- Goal -
All of the material below is to be repeated exactly.

- Data excerpts -
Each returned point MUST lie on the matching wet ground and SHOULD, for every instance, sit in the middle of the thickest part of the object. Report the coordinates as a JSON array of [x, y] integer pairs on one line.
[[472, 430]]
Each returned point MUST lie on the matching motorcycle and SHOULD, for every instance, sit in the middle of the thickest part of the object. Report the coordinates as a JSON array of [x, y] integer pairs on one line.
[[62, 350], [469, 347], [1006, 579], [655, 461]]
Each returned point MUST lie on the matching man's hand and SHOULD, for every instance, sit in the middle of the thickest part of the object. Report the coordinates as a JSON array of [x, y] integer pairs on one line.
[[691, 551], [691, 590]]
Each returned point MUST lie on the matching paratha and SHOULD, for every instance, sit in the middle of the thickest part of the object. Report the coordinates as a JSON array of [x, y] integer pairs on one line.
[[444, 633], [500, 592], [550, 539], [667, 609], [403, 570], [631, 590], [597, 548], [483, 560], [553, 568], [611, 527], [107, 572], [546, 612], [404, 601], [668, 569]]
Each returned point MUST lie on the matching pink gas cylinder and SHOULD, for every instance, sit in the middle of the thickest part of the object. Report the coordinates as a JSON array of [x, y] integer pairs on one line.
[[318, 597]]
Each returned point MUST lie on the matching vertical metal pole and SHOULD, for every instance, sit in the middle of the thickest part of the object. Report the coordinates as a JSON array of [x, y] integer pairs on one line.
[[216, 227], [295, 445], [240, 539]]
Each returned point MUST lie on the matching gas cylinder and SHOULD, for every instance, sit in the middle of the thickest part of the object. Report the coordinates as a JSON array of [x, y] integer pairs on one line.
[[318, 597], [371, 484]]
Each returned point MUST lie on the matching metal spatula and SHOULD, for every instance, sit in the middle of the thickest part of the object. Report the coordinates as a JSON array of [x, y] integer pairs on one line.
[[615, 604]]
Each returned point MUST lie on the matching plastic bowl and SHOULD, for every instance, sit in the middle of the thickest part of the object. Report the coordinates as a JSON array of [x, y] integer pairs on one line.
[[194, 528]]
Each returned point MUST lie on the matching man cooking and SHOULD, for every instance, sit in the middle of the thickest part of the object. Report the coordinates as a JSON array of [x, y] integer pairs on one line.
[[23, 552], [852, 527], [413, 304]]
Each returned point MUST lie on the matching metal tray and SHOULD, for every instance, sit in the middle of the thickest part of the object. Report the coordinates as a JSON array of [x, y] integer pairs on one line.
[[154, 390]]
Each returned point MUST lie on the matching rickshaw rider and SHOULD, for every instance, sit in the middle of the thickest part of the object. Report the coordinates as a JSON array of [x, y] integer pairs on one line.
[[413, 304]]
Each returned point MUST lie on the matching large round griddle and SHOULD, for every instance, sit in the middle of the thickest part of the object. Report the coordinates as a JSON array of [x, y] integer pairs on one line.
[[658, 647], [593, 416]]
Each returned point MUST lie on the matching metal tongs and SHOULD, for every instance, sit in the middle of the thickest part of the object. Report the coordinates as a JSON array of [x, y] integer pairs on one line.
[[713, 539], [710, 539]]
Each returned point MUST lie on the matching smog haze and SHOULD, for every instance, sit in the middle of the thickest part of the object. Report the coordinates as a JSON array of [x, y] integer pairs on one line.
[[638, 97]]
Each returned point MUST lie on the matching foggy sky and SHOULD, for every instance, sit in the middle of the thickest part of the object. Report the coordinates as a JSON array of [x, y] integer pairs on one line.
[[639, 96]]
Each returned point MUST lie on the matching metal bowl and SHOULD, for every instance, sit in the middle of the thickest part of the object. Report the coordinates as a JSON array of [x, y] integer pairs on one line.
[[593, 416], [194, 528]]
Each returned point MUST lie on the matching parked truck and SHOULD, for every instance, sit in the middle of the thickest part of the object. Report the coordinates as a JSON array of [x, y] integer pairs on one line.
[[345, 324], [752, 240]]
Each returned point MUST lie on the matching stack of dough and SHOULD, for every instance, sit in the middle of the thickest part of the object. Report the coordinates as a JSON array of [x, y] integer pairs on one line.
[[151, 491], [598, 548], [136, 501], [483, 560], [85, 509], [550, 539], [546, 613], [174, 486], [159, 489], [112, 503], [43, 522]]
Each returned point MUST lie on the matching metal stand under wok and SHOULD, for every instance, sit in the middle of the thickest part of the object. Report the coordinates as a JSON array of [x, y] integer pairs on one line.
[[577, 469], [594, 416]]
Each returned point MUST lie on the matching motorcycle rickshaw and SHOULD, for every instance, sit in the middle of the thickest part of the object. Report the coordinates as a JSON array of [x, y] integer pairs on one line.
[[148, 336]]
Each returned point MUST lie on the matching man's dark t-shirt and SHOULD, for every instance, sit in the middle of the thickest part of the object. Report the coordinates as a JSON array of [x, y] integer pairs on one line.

- Output of the exercise -
Each returned point MUST lie on the matching wet ground and SHOULD, for every instance, sit in the middle of the thickest part of the object. Report the coordinates as a JSON array of [x, y] integer pairs on one line.
[[472, 430]]
Each returned point MUST lie on the matching motorcycle and SHOULD, for every instance, sit in the middle of the thickest part of the object. Report the coordinates as a JSON array of [x, y] integer pairs on one line.
[[62, 350], [469, 347], [1006, 579], [655, 461]]
Each returned point MUST lie on the matching man's hand and SHOULD, for every instance, sit in the middle of the thickest part of the object. Report the coordinates as a JSON array of [x, y] integer pairs on one line.
[[691, 551], [691, 590]]
Each returned point MUST lie on the matching paratha and SHOULD, for every instance, sit in the middle of the thickest part of the object. Report the coordinates as a JSON array of [x, y] integer pairs on one line.
[[444, 633], [500, 592], [550, 539], [667, 609], [403, 570], [631, 590], [597, 548], [483, 560], [553, 568], [611, 527], [107, 572], [546, 612], [404, 601], [668, 569]]
Each returned point MUST lie on the matching pink gas cylinder and SHOULD, for every instance, sit in the middle of the thickest part of the object. Report the coordinates as a JSON array of [x, y] integer pairs on one line.
[[318, 597]]
Each returned point MUST lie on the matching vertical metal pole and SHOULD, for every instance, sit in the middle of the thickest part of the object. Report the coordinates as a JSON array of [x, y] integer pairs on one line.
[[216, 227], [295, 445], [240, 539]]
Each returned point MUST lie on the matching gas cylinder and SHOULD, for every instance, sit in the middle of the thickest part of the object. Report the coordinates as a JSON array of [x, y] integer pairs on one line.
[[318, 597], [371, 484]]
Each returned point MUST lie on the matching metal spatula and SHOULD, for every instance, sit in the middle of the thickest part of the object. Report the coordinates as a JSON array of [x, y] integer pairs on one line.
[[615, 604]]
Each returned point MUST lie on the matching plastic bowl and SHOULD, for every instance, sit in the middle of the thickest part of the object. Report the coordinates as a JSON array of [x, y] integer pairs on one line.
[[194, 528]]
Each returned point MUST lie on the matching man cooking and SHOULD, for every instance, sit in the middle of the thickest part of the object. Report the coordinates as a JSON array of [x, y] integer pairs on one line.
[[23, 552], [852, 527], [413, 304]]
Each returned point MUST lie on the matching metal tray and SHOULD, for every instance, sit in the middle of the thickest part of the object. Report the coordinates as a JSON array of [x, y] integer pairs on one line.
[[154, 390]]
Each returned point MUST lie on the matching rickshaw rider and SHOULD, for every instance, sit in the middle of the thickest part of the object. Report the coordinates as a JSON array of [x, y] integer pairs on one line.
[[413, 304]]
Each returned point MUST lie on the matching large round griddle and SHOULD, for every instance, sit in the middle of the thickest part of the object. Report the coordinates as a JSON array of [x, y] integer pairs on one line.
[[658, 647], [593, 416]]
Each returned point MUST lie on the matching metal tongs and SHOULD, for every instance, sit in the middle of the thickest part of the object. Report the coordinates as a JSON array of [x, y] integer pairs on one line.
[[713, 539], [710, 539]]
Each returned point MUST lie on the matching smog haze and SHOULD, for every instance, sit in the middle of the thickest part of the object. Report the coordinates as a JSON array of [x, y] integer pairs on one line.
[[638, 97]]
Each returned point MUST lie on the matching foggy sky and SHOULD, for every instance, sit in the middle of the thickest part of the object. Report the coordinates as a JSON array of [x, y] integer pairs on one line.
[[639, 96]]
Each returned point MUST lie on the matching metal bowl and SHOULD, for every instance, sit in the middle of the thickest part of the object. Report the coordinates as a JSON array of [x, y] integer pairs on one line.
[[593, 416], [194, 528]]
Each returned point MUST lie on the matching parked truck and SHOULD, for every instance, sit in the middle of the thickest part of the object. Report the coordinates as a JSON array of [x, y] integer pairs on one line.
[[345, 324], [752, 240]]
Each returned point MUST lie on the matching stack of dough and SHOULD, for every instance, sit in the middle of the thickest part of the object. Report the coordinates as a JSON array of [x, y] integer pairs on one line.
[[151, 491], [598, 548], [136, 501], [483, 560], [85, 509], [550, 539], [546, 613], [174, 486], [159, 489], [112, 503], [43, 522]]
Each returned point MUST lie on the matching metal stand under wok and SHOULD, for every instance, sit in the middle of the thickest part of the object. Report the coordinates as a JSON array of [x, y] integer pairs on one line.
[[577, 469], [594, 416]]
Each returned point MUST lie on the matching motorcycle rickshaw and SHOULD, for every instance, sit in the middle of the thickest part of the object. Report the coordinates as a JSON array of [x, y] integer pairs on one line.
[[148, 336]]
Each returned point MUST lie on the matching man's dark t-shirt and SHOULD, for every instance, sit in the middle of the thickest part of the object. Report the coordinates as a JSON array of [x, y] integer pairs on one line.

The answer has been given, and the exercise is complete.